-- start Selection --

2009-07-15 14:03:26

by Petr Tesařík

[permalink] [raw]
Subject: Carefully chosen CYC2NS_SCALE_FACTOR ??

Hi,

I'm having trouble understanding the rationale behind the choice for
CYC2NS_SCALE_FACTOR in arch/x86/include/asm/timer.h:

#define CYC2NS_SCALE_FACTOR 10 /* 2^10, carefully chosen */

Why on Earth is this 10?

AFAICS this constant is the position of the decimal point in the
fixed-point cycle-to-nanoseconds computations. It is computed as
follows:

*scale = (NSEC_PER_MSEC << CYC2NS_SCALE_FACTOR)/cpu_khz;

Now, NSEC_PER_MSEC is 10^6, the size of cyc2ns is 32 bits and cpu_khz,
being an integer, cannot be less than 1. So, if I want maximum accuracy,
I should choose the maximium CYC2NS_SCALE_FACTOR such that:

10^6 * 2^CYC2NS_SCALE_FACTOR < 2^32

Which transforms to:

CYC2NS_SCALE_FACTOR = floor(log2(2^32/NSEC_PER_MSEC)) = 12

Did I miss an obvious reason for not using the scale factor of 12?

TIA,
Petr Tesarik
SUSE Linux


2009-07-15 22:55:21

by john stultz

[permalink] [raw]
Subject: Re: Carefully chosen CYC2NS_SCALE_FACTOR ??

On Wed, 2009-07-15 at 16:03 +0200, Petr Tesarik wrote:
> Hi,
>
> I'm having trouble understanding the rationale behind the choice for
> CYC2NS_SCALE_FACTOR in arch/x86/include/asm/timer.h:
>
> #define CYC2NS_SCALE_FACTOR 10 /* 2^10, carefully chosen */
>
> Why on Earth is this 10?

-- end Selection --

What is asked:
a – In the CYC2NS_SCALE_FACTOR thread, list every identifier in the C assignment that computes `*scale`.
b – Proceed with the CYC2NS_SCALE_FACTOR thread from the last line shown.
The data after this point are separate from the CYC2NS_SCALE_FACTOR thread.

-- start Data extract --

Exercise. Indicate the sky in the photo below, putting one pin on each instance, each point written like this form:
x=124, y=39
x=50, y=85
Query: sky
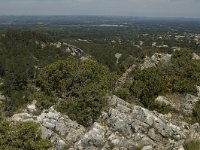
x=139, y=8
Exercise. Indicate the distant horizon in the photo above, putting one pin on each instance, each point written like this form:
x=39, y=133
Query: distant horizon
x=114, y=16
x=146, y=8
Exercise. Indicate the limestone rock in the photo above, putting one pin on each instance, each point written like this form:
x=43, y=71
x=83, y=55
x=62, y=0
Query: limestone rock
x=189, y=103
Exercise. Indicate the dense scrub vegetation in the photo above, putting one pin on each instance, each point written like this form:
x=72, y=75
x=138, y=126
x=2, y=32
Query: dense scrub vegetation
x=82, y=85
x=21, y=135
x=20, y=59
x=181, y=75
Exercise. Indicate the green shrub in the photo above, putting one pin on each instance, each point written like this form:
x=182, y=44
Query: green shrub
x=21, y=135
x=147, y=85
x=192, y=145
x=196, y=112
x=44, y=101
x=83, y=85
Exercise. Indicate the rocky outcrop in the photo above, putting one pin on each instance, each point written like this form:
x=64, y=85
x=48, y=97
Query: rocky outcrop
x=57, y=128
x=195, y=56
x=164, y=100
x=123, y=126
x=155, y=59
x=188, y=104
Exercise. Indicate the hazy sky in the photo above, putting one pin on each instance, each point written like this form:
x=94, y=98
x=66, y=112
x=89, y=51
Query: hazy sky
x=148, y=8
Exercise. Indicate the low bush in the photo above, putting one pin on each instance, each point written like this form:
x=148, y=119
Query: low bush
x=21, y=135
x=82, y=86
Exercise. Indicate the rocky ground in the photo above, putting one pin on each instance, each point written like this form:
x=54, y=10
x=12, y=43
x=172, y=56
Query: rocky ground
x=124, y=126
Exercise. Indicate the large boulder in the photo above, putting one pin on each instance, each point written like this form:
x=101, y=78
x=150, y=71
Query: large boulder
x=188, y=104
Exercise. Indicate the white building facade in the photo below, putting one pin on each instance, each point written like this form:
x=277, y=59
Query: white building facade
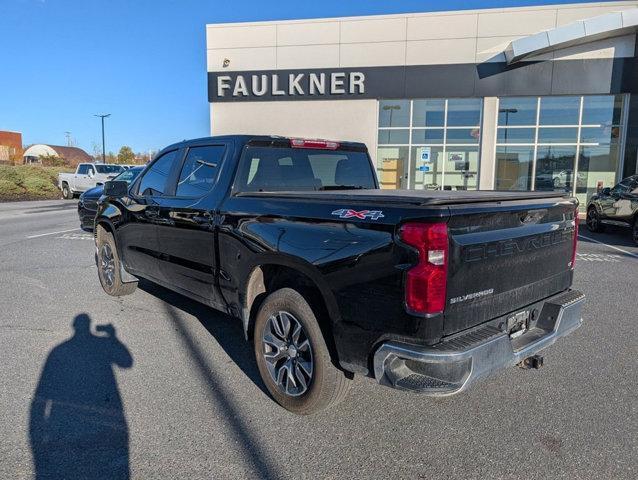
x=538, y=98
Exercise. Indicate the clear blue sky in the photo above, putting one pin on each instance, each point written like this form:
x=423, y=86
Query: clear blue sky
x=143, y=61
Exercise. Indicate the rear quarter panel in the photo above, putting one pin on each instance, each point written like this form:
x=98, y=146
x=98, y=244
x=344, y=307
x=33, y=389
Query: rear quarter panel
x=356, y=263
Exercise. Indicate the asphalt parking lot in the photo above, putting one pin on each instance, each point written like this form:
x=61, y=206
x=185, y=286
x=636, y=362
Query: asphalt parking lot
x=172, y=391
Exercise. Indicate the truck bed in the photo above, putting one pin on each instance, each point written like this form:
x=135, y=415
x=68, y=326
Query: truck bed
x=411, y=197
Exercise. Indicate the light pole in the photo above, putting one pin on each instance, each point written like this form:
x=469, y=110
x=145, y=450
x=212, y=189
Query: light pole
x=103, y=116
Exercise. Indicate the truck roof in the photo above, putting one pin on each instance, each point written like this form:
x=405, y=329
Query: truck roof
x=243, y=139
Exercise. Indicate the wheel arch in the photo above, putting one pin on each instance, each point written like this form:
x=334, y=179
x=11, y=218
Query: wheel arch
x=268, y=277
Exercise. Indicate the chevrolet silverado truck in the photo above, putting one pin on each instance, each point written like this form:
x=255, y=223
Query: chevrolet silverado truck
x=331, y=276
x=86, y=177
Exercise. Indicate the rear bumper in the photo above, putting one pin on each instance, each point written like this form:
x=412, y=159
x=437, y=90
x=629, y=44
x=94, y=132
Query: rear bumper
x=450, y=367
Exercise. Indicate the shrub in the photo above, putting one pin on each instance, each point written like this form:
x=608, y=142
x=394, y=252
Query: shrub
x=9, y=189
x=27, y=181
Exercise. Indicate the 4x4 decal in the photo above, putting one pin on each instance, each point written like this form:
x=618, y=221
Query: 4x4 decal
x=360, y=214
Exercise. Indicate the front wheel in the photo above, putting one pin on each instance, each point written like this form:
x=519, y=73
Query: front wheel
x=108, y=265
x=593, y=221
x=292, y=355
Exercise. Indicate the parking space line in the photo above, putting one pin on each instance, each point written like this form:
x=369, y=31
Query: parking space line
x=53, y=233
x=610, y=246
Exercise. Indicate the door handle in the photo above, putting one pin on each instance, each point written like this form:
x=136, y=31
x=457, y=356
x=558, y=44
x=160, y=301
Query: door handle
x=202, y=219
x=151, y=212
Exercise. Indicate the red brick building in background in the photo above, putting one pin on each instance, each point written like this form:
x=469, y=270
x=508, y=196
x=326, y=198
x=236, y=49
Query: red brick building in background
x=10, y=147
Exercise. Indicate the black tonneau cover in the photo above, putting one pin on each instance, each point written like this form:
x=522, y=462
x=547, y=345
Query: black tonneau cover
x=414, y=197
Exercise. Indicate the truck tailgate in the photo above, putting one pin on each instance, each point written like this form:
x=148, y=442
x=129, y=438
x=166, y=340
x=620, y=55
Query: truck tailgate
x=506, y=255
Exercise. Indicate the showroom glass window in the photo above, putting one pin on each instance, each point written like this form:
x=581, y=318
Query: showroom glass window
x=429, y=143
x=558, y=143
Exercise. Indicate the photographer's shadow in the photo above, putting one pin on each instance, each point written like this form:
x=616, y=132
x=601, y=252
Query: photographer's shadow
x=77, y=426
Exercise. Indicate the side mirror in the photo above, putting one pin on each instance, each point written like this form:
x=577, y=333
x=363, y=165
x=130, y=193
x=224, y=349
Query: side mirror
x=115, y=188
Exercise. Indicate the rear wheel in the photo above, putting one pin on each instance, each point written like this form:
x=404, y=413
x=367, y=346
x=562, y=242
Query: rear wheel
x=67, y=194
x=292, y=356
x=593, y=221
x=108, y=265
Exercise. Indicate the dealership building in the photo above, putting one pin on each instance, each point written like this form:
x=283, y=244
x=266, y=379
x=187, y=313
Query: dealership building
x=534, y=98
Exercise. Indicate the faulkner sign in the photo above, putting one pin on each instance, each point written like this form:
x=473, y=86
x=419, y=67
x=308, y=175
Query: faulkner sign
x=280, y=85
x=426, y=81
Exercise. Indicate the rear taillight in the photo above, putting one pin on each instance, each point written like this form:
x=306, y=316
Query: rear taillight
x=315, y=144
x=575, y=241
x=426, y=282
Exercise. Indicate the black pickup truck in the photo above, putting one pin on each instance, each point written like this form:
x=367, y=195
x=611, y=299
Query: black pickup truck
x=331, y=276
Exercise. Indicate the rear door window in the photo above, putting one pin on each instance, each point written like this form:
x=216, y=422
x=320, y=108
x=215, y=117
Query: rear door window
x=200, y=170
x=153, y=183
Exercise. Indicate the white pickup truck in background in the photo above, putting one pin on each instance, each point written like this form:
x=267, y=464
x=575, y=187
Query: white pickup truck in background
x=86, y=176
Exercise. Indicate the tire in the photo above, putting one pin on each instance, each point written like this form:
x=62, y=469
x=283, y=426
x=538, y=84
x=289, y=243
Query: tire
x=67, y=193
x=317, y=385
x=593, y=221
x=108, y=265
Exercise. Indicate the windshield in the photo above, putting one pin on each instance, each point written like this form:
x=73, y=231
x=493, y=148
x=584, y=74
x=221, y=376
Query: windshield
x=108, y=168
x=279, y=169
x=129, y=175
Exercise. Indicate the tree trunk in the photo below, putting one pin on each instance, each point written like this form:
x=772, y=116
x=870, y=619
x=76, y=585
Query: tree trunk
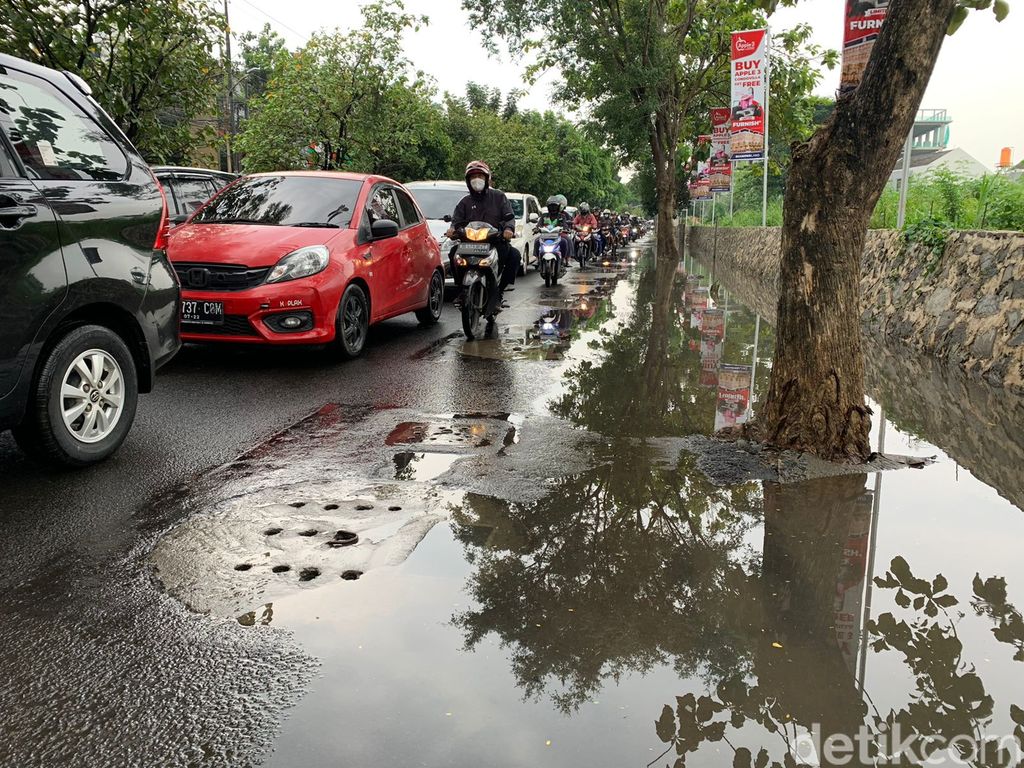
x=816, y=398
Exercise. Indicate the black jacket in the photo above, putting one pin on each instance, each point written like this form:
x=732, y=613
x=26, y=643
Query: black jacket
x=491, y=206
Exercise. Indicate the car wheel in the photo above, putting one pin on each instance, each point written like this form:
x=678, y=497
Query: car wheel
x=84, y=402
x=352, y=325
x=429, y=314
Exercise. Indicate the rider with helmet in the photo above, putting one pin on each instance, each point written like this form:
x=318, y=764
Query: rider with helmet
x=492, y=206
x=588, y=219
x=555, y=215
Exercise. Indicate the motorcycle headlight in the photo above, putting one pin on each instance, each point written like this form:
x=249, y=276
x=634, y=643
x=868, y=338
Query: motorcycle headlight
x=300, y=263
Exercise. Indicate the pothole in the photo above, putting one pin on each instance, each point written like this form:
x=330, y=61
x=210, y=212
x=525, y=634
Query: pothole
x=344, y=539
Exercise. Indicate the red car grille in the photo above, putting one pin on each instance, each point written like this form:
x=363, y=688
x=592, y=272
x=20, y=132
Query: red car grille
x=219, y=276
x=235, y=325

-- end Data extract --

Answers given:
a – scale, NSEC_PER_MSEC, CYC2NS_SCALE_FACTOR, cpu_khz

b –
Oh yikes. Its been awhile since I wrote that.

Had to dig through my mail archive to find it, but that was written up
in 2003 for 2.5.66 and the cycles_2_ns/set_cyc2ns_scale functions
weren't even used for sched clock back then. I introduced it for the
monotonic_clock() functionality. Here's the original patch:
http://marc.info/?l=linux-kernel&m=104915471311051&w=2


But point taken: its a terribly unhelpful comment!

> AFAICS this constant is the position of the decimal point in the
> fixed-point cycle-to-nanoseconds computations. It is computed as
> follows:
>
> *scale = (NSEC_PER_MSEC << CYC2NS_SCALE_FACTOR)/cpu_khz;

So one minor tweak, I don't think we really *mean* NSEC_PER_MSEC there,
but just 10^6, as its NSEC_PER_SEC/1000 (since the freq is stored in
khz). Don't know when that changed, but it doesn't really make it any
more clear whats going on. The comment above this code is more correct
in explaining how we calculate the scale value (but not so much the
scale_factor :)


> Now, NSEC_PER_MSEC is 10^6, the size of cyc2ns is 32 bits and cpu_khz,
> being an integer, cannot be less than 1. So, if I want maximum accuracy,
> I should choose the maximium CYC2NS_SCALE_FACTOR such that:
>
> 10^6 * 2^CYC2NS_SCALE_FACTOR < 2^32
>
> Which transforms to:
>
> CYC2NS_SCALE_FACTOR = floor(log2(2^32/NSEC_PER_MSEC)) = 12
>
> Did I miss an obvious reason for not using the scale factor of 12?

No. At this point you're probably right.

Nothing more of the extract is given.